━━━━━ Texte extrait
La reforme constitutionnelle envisagée par le président de la République suscite un vif débat au sein de la classe politique. Dans l’entretien ci-dessous, Tiébilé Dramé, président du Parena livre la position du « Belier », évoque la problématique du fichier électoral, l’insécurité dans l’espace sahélo sahrien…
Les Echos : Pourquoi le Parena et 31 autres partis politiques ont-ils adressé un mémorandum au président de la République sur le fichier électoral ?
Tiébilé Dramé : Parce que ces 32 partis politiques et sans doute beaucoup d’autres, veulent que les prochaines élections soient des élections organisées sur des bases régulières et transparentes. Et des élections régulières demandent un fichier électoral fiable. Ces 32 partis politiques pensent que le fichier RACE n’offre aucune garantie de transparence et n’est donc pas utilisable. Mais, ils sont également conscients qu’on ne peut pas tirer du RAVEC, 30 mois après son lancement, un fichier électoral pour organiser des élections dans les délais constitutionnels. Les 32 partis se sont adressés au président de la République pour solliciter son arbitrage en tant que garant de l’unité et de la cohésion nationales, en tant que garant de la stabilité politique dans le pays afin qu’il prenne des mesures pour doter le Mali d’un fichier électoral fiable.
━━━━━━━━━━
[À faire]:
#1 Recopiez fidèlement le passage de l'entretien qui va de « Tiébilé Dramé : Parce » jusqu'à « d’un fichier électoral fiable. » inclus.
#2 Répondez aux questions suivantes d'après l'entretien sur le fichier électoral.
(a) Combien de partis politiques ont adressé le mémorandum au président de la République ?
(b) Quel fichier, selon ces partis, n'offre aucune garantie de transparence ?
(c) Combien de mois se sont écoulés depuis le lancement du RAVEC ?
#3 Rédigez la suite de l'entretien sur le fichier électoral, à partir de la dernière phrase donnée.
Les lignes fournies ensuite ne sont pas nécessaires.
━━━━━ Informations fournies
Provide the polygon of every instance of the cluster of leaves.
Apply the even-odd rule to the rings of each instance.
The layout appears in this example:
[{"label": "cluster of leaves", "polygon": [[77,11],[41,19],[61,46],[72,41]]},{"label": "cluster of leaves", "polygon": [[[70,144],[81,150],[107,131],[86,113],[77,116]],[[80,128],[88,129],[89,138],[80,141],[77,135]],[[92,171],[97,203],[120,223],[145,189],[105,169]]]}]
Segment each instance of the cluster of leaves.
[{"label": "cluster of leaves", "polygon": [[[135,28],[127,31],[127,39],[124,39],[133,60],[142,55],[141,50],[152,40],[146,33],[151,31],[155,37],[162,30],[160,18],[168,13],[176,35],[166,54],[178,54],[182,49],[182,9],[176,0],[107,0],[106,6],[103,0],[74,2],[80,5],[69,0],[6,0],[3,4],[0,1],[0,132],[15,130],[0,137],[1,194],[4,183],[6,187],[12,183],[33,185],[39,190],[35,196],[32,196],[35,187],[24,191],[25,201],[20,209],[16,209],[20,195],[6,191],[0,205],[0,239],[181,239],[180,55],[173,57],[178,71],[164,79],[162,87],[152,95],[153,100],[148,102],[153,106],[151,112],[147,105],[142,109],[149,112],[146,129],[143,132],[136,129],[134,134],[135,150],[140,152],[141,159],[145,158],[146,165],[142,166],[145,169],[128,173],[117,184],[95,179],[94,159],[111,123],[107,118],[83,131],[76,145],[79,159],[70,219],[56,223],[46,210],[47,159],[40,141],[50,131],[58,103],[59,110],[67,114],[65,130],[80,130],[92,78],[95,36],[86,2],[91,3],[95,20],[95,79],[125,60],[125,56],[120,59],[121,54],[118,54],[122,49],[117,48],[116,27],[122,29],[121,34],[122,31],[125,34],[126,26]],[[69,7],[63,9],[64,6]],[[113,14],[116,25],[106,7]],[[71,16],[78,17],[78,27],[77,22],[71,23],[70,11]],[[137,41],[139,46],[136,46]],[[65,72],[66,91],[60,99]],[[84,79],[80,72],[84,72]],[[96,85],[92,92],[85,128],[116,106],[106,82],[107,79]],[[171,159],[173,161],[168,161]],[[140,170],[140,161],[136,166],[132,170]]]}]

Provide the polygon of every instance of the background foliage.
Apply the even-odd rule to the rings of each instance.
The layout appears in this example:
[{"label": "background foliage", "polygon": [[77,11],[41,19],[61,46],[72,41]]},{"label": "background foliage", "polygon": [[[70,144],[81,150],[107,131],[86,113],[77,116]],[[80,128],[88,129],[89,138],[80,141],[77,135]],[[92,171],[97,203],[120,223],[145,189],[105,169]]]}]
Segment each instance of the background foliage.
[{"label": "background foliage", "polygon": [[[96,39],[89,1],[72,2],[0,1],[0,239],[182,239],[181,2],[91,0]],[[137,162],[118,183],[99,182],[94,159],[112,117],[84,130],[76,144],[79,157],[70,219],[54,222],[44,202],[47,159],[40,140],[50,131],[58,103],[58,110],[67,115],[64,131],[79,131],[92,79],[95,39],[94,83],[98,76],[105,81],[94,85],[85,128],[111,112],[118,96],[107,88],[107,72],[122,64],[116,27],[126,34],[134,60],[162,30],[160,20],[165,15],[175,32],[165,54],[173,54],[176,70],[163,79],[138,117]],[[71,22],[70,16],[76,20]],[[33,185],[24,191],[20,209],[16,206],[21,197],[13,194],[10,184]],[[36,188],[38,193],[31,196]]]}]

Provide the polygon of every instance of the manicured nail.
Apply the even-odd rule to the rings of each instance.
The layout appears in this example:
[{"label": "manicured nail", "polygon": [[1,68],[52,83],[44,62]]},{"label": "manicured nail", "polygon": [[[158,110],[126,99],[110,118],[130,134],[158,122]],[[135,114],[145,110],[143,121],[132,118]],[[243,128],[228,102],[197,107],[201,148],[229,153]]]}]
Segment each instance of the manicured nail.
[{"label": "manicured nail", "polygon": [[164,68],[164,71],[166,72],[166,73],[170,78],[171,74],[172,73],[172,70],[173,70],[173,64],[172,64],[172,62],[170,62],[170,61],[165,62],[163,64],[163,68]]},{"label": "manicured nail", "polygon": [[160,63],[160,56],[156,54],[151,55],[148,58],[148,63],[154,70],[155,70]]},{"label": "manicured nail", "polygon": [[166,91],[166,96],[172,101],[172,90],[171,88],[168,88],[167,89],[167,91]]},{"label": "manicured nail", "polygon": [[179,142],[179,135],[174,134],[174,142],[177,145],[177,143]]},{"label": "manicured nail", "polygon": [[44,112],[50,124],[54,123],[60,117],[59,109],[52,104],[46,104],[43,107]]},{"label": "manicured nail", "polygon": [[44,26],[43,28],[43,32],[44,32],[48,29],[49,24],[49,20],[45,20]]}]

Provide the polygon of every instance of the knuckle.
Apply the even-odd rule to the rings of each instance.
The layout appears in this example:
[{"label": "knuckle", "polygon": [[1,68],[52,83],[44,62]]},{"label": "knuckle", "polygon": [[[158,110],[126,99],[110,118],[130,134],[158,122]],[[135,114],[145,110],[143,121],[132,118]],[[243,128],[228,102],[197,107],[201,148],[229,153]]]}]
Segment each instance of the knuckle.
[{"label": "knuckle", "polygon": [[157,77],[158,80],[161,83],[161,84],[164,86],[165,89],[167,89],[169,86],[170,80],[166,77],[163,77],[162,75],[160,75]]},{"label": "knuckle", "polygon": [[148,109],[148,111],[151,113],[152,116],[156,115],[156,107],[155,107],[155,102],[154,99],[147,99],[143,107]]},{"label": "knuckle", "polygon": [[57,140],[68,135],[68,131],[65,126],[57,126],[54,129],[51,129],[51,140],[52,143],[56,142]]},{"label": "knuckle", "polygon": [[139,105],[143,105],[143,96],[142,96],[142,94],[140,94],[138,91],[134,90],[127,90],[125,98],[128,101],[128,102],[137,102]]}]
━━━━━━━━━━
[Réponses par consigne]:
#1
Tiébilé Dramé : Parce que ces 32 partis politiques et sans doute beaucoup d’autres, veulent que les prochaines élections soient des élections organisées sur des bases régulières et transparentes. Et des élections régulières demandent un fichier électoral fiable. Ces 32 partis politiques pensent que le fichier RACE n’offre aucune garantie de transparence et n’est donc pas utilisable. Mais, ils sont également conscients qu’on ne peut pas tirer du RAVEC, 30 mois après son lancement, un fichier électoral pour organiser des élections dans les délais constitutionnels. Les 32 partis se sont adressés au président de la République pour solliciter son arbitrage en tant que garant de l’unité et de la cohésion nationales, en tant que garant de la stabilité politique dans le pays afin qu’il prenne des mesures pour doter le Mali d’un fichier électoral fiable.

#2
(a) 32 partis politiques, soit le Parena et 31 autres.
(b) Le fichier RACE.
(c) 30 mois.

#3
Les Echos : Mais le gouvernement et certains partis ont opté pour le RACE avec ses insuffisances corrigées.
T.D : Depuis que le Comité d’experts a rendu ses conclusions le 29 juin, il n’est plus question d’option pour le Race ou le Ravec, mais plutôt d’un fichier électoral consensuel qui devra être confectionné à partir de l’existant qui sera profondément nettoyé, je l’espère, et expurgé de toutes les anomalies constatées et décriées par tous. Si le travail de nettoyage est bien fait, à la fin du jour, le nouveau fichier consensuel sera très différent de l’actuel. Les 32 partis s’apprêtent, cette semaine, à faire des propositions très précises au gouvernement pour aller vers un fichier propre et fiable. C’est là où l’intervention du chef de l’Etat sera utile pour amener le gouvernement et l’administration à accélérer la cadence et être plus attentifs aux propositions des acteurs politiques.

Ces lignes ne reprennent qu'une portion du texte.